Data excerpts:
****************************************

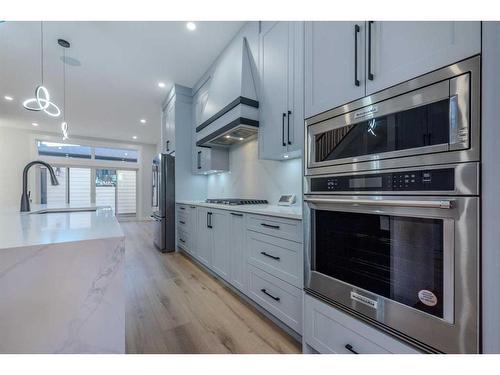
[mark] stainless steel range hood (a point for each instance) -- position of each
(231, 110)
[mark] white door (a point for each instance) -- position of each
(219, 221)
(404, 50)
(204, 238)
(126, 192)
(236, 246)
(273, 102)
(334, 67)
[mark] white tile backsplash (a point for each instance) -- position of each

****************************************

Exercise description: Reproduce every line of the records above word for word, leaving out the pictures.

Reply:
[mark] stainless steel range hood (a point for each instance) -- position of each
(231, 110)
[mark] white door (a point for each instance) -- position of each
(219, 221)
(404, 50)
(204, 238)
(126, 192)
(236, 246)
(273, 102)
(334, 67)
[mark] white tile backsplash (a point for each instance) -- position of each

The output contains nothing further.